Fonte das 3 bicas

 

… Chafariz Grande ou Fonte das Carrancas 

 Fonte Grande a fornecer
água fresca noite e dia
Quem desta água beber
Nunca mais sai de Leiria
(Horácio Eliseu)

A Fonte Grande, também conhecida por Fonte das 3 Bicas, Chafariz Grande ou ainda Fonte das Carrancas [1], é uma fonte barroca do século XVII, com uma bacia central, três carrancas clássicas, e dois bebedouros para animais. Na frente destaca-se um varandim com polilóbulos [2] e com uma estátua de Santo António ao centro.

É indiscutível a importância das fontes e fontanários que, no passado, foram a base do abastecimento de água de toda a população. Em 1811 procedeu-se ao “conserto dos chafarizes e canos de água da Fonte” (Cabral, J. 1993). Esta necessidade de assegurar a qualidade da água das fontes está bem patente na deliberação da Câmara Municipal [3] em 1818 que definiu uma pena de cadeia de mil réis [4] para quem fizesse mau uso da água, “metade para o concelho e outra metade para o denunciante”. Três anos mais tarde, em 1821, “foi resolvido afixar editais para nenhuma pessoa ir lavar coisa alguma à Fonte Grande, …, com pena de condenação” (Cabral, J. 1993).

Por esta época (século XIX), a Fonte Grande tem um enquadramento urbano de excelência, em frente à Ponte dos Três Arcos e junto à estrada nacional que ligava Lisboa e Porto.

Atualmente, em frente à Fonte Grande, podemos ver embutido no muro do rio Lis uma pedra de armas onde existiu a Ponte dos Três Arcos encimada por uma esfera armilar [5]. Segundo alguns, esta esfera armilar terá vindo da Fonte Grande. Segundo outros, é a que encimava o pelourinho que existia na Praça de São Martinho, atual Praça Rodrigues Lobo.

▶ _TAREFA PROPOSTA_
Transcreva um trecho do texto sobre a Fonte Grande, começando nas palavras que contêm "Atualmente, em frente" e terminando logo depois de "Praça Rodrigues Lobo.".

▶ _DADOS FORNECIDOS_
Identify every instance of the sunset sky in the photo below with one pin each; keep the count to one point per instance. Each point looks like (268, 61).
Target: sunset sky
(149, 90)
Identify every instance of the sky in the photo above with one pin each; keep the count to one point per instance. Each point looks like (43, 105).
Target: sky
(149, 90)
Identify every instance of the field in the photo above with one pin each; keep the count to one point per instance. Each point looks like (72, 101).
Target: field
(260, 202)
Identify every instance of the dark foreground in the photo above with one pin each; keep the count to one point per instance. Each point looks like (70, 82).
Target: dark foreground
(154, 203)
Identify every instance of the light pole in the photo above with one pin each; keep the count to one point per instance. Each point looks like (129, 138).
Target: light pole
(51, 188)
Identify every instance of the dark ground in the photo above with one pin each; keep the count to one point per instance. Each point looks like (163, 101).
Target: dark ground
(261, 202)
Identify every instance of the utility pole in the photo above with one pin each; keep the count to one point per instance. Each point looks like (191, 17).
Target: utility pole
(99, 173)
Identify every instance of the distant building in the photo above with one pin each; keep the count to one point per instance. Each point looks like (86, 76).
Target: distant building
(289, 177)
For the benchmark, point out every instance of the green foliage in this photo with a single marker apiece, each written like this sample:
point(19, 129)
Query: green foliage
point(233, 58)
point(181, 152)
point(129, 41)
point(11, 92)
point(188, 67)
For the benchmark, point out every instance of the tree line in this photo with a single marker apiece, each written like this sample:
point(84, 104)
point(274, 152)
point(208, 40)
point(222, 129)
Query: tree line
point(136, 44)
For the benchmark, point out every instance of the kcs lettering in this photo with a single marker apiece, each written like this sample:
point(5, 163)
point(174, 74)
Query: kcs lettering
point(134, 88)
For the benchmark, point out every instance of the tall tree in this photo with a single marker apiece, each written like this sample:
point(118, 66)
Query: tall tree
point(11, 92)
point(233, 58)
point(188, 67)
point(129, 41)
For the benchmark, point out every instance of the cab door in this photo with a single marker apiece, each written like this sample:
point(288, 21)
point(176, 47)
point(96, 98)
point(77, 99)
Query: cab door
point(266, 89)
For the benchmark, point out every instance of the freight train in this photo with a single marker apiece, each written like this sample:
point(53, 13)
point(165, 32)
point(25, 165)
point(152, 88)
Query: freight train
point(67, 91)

▶ _RESULTADO DO EXERCÍCIO_
Atualmente, em frente à Fonte Grande, podemos ver embutido no muro do rio Lis uma pedra de armas onde existiu a Ponte dos Três Arcos encimada por uma esfera armilar [5]. Segundo alguns, esta esfera armilar terá vindo da Fonte Grande. Segundo outros, é a que encimava o pelourinho que existia na Praça de São Martinho, atual Praça Rodrigues Lobo.